### Your goal:
The string "walkway" appears in some lines of the entries that follow; copy each such line.

----

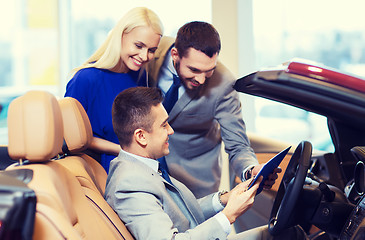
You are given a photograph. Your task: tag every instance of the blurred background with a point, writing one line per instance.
(42, 40)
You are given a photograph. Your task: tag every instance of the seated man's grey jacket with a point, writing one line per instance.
(152, 208)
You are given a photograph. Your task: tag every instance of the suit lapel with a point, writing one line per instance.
(154, 67)
(185, 196)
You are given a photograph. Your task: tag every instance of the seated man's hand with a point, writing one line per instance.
(239, 199)
(270, 181)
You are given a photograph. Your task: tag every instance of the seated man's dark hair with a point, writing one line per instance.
(130, 110)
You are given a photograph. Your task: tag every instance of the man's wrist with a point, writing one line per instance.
(219, 197)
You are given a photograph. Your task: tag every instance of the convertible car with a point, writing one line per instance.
(51, 189)
(321, 191)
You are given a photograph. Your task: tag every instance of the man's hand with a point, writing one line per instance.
(239, 199)
(272, 177)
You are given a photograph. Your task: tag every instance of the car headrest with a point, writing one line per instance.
(35, 128)
(76, 125)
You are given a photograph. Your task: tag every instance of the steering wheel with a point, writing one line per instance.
(290, 188)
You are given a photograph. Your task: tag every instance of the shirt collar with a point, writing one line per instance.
(152, 163)
(170, 64)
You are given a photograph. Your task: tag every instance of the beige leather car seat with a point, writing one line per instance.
(91, 175)
(63, 210)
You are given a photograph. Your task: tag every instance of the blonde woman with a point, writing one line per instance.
(118, 64)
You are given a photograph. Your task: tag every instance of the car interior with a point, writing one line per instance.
(52, 189)
(62, 187)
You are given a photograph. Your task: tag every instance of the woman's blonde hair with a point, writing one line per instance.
(108, 54)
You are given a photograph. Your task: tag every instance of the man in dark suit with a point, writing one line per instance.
(154, 205)
(208, 110)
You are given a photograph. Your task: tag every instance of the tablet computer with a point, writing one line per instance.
(268, 168)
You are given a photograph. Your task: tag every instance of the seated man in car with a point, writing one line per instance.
(154, 205)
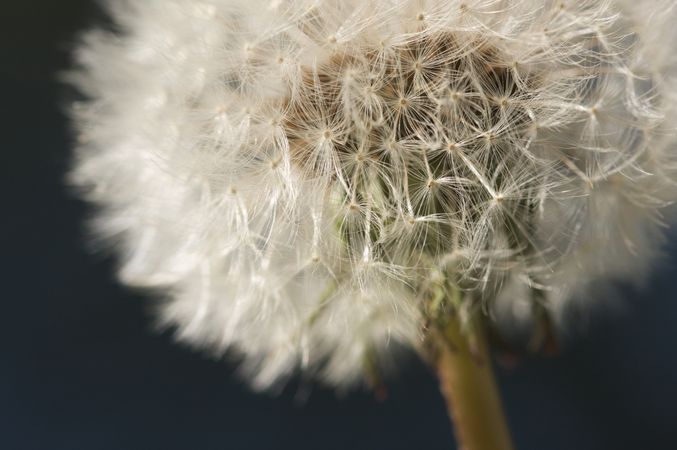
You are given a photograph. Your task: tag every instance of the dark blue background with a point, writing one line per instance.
(81, 367)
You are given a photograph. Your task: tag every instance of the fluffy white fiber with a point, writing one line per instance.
(298, 177)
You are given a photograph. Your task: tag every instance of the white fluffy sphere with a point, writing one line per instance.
(299, 177)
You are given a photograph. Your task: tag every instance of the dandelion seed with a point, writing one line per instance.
(264, 162)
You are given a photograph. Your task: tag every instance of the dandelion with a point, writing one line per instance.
(315, 184)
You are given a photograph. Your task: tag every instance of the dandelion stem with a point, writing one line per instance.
(462, 362)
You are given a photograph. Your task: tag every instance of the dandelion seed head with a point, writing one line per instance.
(298, 176)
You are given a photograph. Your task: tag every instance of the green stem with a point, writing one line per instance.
(462, 362)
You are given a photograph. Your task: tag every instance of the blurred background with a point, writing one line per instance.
(82, 368)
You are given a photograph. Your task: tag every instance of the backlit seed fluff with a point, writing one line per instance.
(299, 178)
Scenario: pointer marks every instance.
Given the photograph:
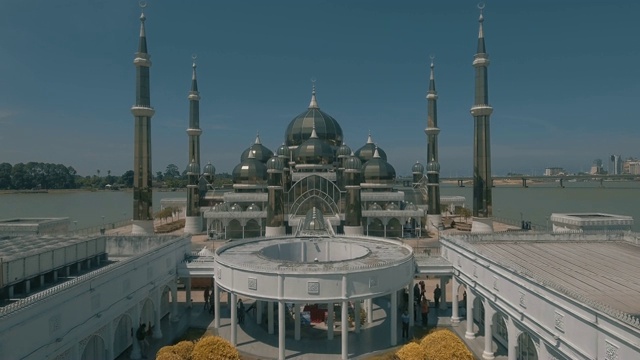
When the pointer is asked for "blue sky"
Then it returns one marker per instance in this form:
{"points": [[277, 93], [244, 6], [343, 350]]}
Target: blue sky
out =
{"points": [[563, 79]]}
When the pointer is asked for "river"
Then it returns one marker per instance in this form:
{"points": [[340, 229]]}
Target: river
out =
{"points": [[535, 203]]}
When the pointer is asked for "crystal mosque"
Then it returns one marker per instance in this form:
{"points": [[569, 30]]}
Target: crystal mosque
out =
{"points": [[316, 225]]}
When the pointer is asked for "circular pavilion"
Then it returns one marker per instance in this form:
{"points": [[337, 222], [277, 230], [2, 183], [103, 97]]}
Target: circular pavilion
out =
{"points": [[312, 267]]}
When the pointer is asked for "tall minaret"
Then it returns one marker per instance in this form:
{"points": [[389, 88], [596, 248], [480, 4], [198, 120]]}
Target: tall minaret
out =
{"points": [[142, 113], [481, 111], [353, 203], [434, 218], [193, 220]]}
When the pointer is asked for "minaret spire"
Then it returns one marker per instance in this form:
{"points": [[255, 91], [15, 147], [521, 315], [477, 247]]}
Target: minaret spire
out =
{"points": [[313, 104], [434, 219], [142, 113], [481, 112], [194, 131]]}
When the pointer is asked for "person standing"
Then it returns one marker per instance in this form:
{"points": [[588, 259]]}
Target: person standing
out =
{"points": [[405, 324], [424, 310], [240, 311], [206, 298]]}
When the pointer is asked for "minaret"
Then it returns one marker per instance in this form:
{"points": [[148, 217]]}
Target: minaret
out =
{"points": [[275, 198], [353, 203], [142, 113], [481, 111], [193, 220], [434, 218]]}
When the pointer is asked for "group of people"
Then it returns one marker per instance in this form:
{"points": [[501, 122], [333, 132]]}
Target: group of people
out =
{"points": [[422, 303]]}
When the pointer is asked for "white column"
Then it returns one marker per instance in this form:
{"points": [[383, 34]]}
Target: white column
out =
{"points": [[136, 353], [512, 341], [281, 330], [157, 330], [394, 318], [330, 321], [443, 297], [455, 317], [412, 307], [234, 320], [270, 324], [174, 301], [258, 312], [356, 316], [281, 310], [296, 318], [345, 326], [488, 335], [187, 287], [216, 306], [470, 334]]}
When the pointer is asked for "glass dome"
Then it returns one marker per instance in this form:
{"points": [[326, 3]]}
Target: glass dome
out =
{"points": [[251, 172], [378, 171], [300, 128], [260, 152], [365, 153]]}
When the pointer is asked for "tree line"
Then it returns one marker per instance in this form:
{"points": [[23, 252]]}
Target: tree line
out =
{"points": [[38, 175]]}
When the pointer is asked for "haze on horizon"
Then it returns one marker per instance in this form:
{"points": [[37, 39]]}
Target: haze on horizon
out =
{"points": [[562, 80]]}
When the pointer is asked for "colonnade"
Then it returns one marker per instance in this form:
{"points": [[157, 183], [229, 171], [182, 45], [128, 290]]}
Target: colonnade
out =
{"points": [[232, 299]]}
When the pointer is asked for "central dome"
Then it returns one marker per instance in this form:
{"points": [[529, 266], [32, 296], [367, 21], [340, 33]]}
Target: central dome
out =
{"points": [[300, 128]]}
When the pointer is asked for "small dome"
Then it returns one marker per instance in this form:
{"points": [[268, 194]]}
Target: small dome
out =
{"points": [[365, 153], [410, 206], [314, 151], [193, 168], [353, 163], [300, 128], [343, 151], [275, 163], [433, 166], [253, 207], [283, 151], [251, 172], [417, 168], [209, 169], [375, 206], [260, 151], [378, 171]]}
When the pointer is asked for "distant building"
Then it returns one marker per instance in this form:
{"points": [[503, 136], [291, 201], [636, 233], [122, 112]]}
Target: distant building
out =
{"points": [[631, 166], [553, 171], [616, 161], [596, 167]]}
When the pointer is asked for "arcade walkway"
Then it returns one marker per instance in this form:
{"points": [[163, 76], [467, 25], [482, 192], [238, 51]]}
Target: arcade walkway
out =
{"points": [[255, 343]]}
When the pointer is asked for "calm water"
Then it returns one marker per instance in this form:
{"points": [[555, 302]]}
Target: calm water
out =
{"points": [[536, 203], [85, 207]]}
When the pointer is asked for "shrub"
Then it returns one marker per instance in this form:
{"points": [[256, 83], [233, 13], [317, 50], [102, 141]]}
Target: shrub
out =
{"points": [[214, 348], [444, 344], [412, 351]]}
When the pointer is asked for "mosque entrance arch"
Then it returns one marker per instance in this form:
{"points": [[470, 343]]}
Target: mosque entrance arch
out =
{"points": [[314, 191], [122, 337], [526, 348], [94, 349]]}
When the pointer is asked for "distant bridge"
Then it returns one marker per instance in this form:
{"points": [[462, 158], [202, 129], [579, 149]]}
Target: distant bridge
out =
{"points": [[561, 179]]}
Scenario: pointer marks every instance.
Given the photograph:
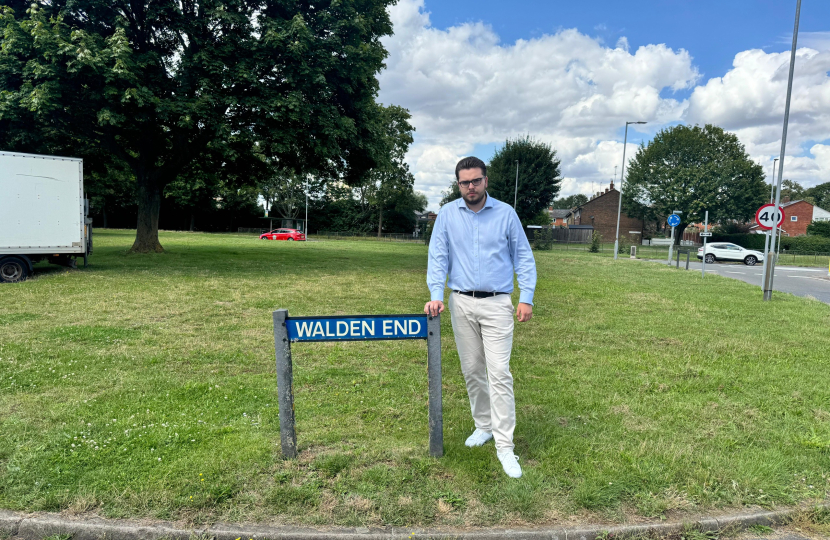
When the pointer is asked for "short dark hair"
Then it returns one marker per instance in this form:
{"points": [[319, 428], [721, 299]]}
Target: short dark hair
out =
{"points": [[471, 162]]}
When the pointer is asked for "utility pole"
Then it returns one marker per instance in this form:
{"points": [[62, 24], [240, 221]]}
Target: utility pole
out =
{"points": [[516, 191], [767, 233], [770, 268]]}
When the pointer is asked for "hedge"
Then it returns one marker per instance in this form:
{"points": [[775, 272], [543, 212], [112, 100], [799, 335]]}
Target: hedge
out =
{"points": [[756, 241]]}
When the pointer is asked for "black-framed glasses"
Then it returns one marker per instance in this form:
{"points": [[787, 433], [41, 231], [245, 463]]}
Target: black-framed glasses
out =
{"points": [[466, 183]]}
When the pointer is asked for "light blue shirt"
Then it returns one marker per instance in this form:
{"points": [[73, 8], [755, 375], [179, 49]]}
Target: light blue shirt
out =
{"points": [[480, 251]]}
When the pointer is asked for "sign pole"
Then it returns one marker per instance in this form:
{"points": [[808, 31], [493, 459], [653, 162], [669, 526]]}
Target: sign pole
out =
{"points": [[770, 270], [355, 328], [706, 230], [285, 385], [671, 246], [436, 416]]}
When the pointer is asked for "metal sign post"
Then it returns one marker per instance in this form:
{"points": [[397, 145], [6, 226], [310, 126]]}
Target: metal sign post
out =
{"points": [[767, 218], [707, 234], [355, 328], [674, 221]]}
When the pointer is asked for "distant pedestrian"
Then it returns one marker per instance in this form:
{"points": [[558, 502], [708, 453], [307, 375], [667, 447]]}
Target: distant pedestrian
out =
{"points": [[479, 242]]}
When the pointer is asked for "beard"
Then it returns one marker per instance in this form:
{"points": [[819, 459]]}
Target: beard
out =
{"points": [[474, 199]]}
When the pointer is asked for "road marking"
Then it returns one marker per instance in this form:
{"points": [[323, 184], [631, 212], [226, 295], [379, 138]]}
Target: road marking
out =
{"points": [[802, 269]]}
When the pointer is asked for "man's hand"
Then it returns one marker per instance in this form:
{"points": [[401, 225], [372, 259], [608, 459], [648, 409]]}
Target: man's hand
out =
{"points": [[524, 312], [433, 308]]}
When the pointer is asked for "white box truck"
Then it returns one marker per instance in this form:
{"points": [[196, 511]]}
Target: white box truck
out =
{"points": [[43, 213]]}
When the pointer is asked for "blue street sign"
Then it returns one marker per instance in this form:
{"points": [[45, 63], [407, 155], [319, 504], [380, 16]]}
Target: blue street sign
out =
{"points": [[357, 327]]}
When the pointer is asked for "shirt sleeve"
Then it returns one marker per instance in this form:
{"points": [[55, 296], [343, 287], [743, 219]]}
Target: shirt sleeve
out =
{"points": [[438, 259], [523, 262]]}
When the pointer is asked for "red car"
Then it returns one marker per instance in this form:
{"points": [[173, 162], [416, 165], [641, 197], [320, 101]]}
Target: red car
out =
{"points": [[283, 234]]}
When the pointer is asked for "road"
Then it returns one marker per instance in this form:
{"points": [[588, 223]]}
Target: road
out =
{"points": [[797, 280]]}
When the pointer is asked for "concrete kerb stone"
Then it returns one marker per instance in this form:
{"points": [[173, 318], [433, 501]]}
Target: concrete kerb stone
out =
{"points": [[40, 526], [9, 522]]}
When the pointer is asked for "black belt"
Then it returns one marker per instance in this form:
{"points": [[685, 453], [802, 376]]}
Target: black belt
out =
{"points": [[479, 294]]}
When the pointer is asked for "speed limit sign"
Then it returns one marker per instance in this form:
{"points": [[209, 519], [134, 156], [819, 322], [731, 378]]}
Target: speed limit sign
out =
{"points": [[766, 216]]}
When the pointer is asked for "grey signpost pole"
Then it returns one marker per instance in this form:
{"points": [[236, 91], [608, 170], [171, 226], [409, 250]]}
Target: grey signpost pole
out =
{"points": [[671, 246], [285, 384], [436, 416], [769, 273], [706, 230]]}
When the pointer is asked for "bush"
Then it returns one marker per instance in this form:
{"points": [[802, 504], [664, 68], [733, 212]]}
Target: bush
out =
{"points": [[596, 238], [805, 243], [542, 239]]}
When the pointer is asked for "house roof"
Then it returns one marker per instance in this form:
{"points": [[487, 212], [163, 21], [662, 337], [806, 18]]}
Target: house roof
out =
{"points": [[560, 213]]}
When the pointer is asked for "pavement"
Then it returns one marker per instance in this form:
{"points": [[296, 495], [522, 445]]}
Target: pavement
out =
{"points": [[798, 280], [775, 525]]}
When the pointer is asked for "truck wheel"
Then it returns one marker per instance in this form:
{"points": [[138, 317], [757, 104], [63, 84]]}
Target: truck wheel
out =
{"points": [[13, 270]]}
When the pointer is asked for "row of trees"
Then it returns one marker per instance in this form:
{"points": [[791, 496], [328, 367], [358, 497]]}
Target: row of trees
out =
{"points": [[201, 102]]}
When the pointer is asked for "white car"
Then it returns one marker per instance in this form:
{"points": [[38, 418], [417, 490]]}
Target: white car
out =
{"points": [[722, 251]]}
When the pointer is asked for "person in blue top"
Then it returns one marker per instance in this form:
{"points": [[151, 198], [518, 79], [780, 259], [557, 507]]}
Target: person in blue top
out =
{"points": [[479, 243]]}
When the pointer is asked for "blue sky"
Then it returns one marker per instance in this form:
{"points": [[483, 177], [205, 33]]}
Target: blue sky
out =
{"points": [[668, 62], [712, 31]]}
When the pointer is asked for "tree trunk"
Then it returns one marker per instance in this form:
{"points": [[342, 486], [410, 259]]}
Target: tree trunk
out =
{"points": [[380, 221], [149, 206]]}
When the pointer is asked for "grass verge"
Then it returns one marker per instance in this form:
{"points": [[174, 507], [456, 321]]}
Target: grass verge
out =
{"points": [[144, 386]]}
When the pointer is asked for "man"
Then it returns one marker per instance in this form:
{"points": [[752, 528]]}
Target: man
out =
{"points": [[479, 242]]}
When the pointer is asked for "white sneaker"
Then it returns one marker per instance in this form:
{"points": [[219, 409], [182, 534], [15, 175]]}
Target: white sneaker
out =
{"points": [[478, 438], [510, 463]]}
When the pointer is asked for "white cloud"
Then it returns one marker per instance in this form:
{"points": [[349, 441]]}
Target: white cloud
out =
{"points": [[750, 101], [465, 88]]}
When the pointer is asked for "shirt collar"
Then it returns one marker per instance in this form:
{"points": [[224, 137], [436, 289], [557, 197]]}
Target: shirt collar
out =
{"points": [[488, 203]]}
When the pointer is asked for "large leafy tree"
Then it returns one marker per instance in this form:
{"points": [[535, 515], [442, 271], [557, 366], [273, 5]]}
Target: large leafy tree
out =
{"points": [[389, 185], [693, 169], [539, 179], [155, 86]]}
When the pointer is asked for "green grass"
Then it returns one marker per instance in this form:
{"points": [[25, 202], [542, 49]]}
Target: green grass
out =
{"points": [[144, 386]]}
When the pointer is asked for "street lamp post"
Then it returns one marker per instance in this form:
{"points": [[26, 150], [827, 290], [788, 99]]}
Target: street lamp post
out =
{"points": [[769, 274], [619, 206], [516, 191]]}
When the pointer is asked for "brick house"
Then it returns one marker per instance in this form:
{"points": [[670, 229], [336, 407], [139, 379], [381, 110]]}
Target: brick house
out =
{"points": [[797, 215], [601, 212], [559, 217]]}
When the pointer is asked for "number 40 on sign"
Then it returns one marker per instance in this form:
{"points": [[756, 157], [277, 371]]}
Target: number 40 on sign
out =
{"points": [[766, 216]]}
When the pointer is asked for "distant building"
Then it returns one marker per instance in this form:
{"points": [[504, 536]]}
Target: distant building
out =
{"points": [[559, 217], [601, 213], [797, 215]]}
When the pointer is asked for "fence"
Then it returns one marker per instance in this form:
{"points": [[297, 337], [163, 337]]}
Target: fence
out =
{"points": [[386, 237], [560, 235], [804, 258]]}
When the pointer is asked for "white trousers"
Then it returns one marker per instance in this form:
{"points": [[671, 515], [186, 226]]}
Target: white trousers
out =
{"points": [[483, 329]]}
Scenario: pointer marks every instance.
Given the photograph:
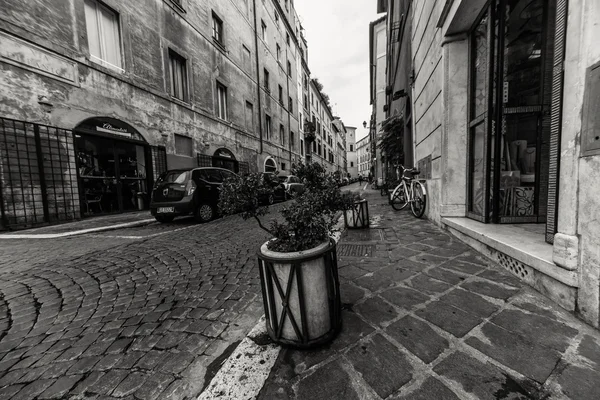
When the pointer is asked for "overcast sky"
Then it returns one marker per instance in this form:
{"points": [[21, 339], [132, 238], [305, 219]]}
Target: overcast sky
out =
{"points": [[337, 32]]}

----

### Reply to the task:
When the pointer is asked for "arcade walkway"
Target: arcade walkway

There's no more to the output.